-- What you will do --
Extract every line of the listing below and reproduce each one verbatim, in the original order.

[Extracted data entries]
--------
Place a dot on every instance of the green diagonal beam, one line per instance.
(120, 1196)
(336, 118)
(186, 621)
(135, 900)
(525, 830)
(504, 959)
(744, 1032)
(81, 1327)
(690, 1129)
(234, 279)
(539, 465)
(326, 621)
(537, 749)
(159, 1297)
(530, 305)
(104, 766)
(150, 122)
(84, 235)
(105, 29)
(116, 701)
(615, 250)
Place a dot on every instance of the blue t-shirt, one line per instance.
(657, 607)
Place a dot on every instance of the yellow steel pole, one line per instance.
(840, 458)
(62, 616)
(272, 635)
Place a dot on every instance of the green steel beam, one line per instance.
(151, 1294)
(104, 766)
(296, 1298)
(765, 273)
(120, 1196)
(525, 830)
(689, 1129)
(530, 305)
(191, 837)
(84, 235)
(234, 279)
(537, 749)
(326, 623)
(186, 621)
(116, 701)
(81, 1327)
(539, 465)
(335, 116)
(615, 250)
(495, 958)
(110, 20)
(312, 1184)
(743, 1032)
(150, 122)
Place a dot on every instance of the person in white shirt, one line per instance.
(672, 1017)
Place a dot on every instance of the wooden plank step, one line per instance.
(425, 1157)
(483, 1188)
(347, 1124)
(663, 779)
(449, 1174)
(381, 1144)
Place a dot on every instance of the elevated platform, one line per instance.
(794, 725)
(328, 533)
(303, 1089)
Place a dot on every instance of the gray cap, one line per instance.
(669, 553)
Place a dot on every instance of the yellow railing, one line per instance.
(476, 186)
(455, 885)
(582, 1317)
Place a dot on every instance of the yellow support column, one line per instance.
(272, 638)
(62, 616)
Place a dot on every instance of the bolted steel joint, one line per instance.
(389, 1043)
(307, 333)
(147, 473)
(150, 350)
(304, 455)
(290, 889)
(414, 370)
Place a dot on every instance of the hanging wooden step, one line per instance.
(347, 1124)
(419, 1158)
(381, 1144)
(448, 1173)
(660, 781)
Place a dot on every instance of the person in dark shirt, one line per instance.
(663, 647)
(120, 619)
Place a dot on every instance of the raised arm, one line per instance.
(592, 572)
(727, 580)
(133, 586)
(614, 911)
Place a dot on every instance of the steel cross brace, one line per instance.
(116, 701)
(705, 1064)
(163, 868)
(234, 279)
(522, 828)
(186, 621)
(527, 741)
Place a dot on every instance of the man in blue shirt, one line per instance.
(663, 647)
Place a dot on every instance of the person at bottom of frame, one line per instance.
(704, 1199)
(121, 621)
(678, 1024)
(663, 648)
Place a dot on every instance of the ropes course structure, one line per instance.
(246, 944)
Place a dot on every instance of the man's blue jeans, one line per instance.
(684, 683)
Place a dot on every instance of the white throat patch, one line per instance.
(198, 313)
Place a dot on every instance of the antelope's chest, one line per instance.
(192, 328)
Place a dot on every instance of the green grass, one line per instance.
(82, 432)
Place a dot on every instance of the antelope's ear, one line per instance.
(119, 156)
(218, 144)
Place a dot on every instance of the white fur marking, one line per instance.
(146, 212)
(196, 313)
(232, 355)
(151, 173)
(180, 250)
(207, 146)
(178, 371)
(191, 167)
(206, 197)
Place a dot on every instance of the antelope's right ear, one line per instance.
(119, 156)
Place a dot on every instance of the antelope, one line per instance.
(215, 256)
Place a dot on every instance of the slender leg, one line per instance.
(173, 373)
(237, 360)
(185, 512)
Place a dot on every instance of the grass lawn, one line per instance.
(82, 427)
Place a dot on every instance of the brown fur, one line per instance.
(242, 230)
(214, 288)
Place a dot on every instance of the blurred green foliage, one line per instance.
--------
-- Response to the exercise --
Place a dot on every instance of the green diagonal beam, one line per instance.
(120, 1196)
(336, 118)
(186, 621)
(135, 900)
(525, 830)
(504, 959)
(744, 1032)
(81, 1327)
(690, 1129)
(234, 279)
(539, 465)
(326, 621)
(537, 749)
(159, 1297)
(530, 305)
(104, 766)
(150, 122)
(84, 235)
(105, 29)
(116, 701)
(615, 250)
Place a dot on every instance of the blue t-shirt, one line per instance.
(657, 607)
Place a dot on every instance of the yellow steel pole, one line per instance.
(840, 458)
(62, 616)
(272, 635)
Place a dot on every instance of the green steel beam, one line per instance.
(151, 1294)
(104, 766)
(296, 1298)
(765, 273)
(120, 1196)
(525, 830)
(689, 1129)
(530, 305)
(191, 837)
(84, 235)
(234, 279)
(537, 749)
(326, 623)
(186, 621)
(116, 701)
(81, 1327)
(539, 465)
(335, 116)
(615, 250)
(495, 958)
(110, 20)
(312, 1184)
(743, 1032)
(150, 122)
Place a dot on every instance of the person in white shirt, one line per instance.
(672, 1017)
Place a dot on every instance of the wooden plank step, one line per instance.
(425, 1157)
(483, 1188)
(347, 1124)
(663, 779)
(449, 1174)
(381, 1144)
Place a dot on every instance of the elevated platform, one line per instance.
(794, 725)
(328, 533)
(303, 1089)
Place a dot on every instance of the gray cap, one line per instance.
(669, 553)
Place a dot on every instance of the yellow railing, one line per instance.
(476, 186)
(455, 885)
(582, 1317)
Place a dot on every instance of the yellow support column, one line per instance.
(272, 638)
(62, 616)
Place a dot on every instance of the bolted steel joint, one line per instance.
(389, 1043)
(307, 333)
(147, 473)
(150, 350)
(304, 455)
(290, 889)
(414, 370)
Place a dot on every instance of the hanging wooden step, one line per instance.
(347, 1124)
(419, 1158)
(381, 1144)
(448, 1173)
(660, 781)
Place a dot on every instance of the person in dark shirt, one line per instance.
(663, 647)
(120, 619)
Place a dot on every instance of the raised arm, one line per instance.
(592, 572)
(727, 580)
(133, 586)
(614, 911)
Place a dot on every instance of the steel cross brace, one line per instance.
(116, 701)
(705, 1064)
(163, 868)
(234, 279)
(522, 828)
(186, 621)
(527, 741)
Place a dot on every instance of the man in blue shirt, one line per instance.
(663, 647)
Place a dot on every instance of the person at bottom of frame, one line per instance.
(704, 1199)
(121, 621)
(678, 1024)
(663, 648)
Place a dot on every instance of the ropes course structure, one line per instance.
(246, 944)
Place a dot on every instance of the man's blue jeans, one line per instance.
(684, 683)
Place a dot on every instance of the white throat patch, one line per instance.
(198, 313)
Place a dot on every instance of the antelope's chest, one line per instance.
(192, 328)
Place a dot on every instance of the green grass, one line per instance.
(82, 432)
Place a dot on every instance of the antelope's ear, one line per instance.
(119, 156)
(218, 144)
Place a dot on every instance of the white fur marking, one line per instance.
(146, 212)
(196, 313)
(232, 355)
(151, 173)
(180, 250)
(207, 146)
(178, 371)
(191, 167)
(206, 197)
Place a dot on every instance of the antelope's right ear, one line per instance.
(119, 156)
Place a dot on every instance of the antelope, one line per instance.
(215, 256)
Place a dot on every instance of the slender leg, one line per instance.
(173, 373)
(237, 360)
(185, 512)
Place a dot on every instance of the grass lawn, one line per instance.
(82, 427)
Place a dot on every instance of the brown fur, one line per instance.
(242, 230)
(214, 288)
Place a dot on every instance of the blurred green foliage, one line per instance.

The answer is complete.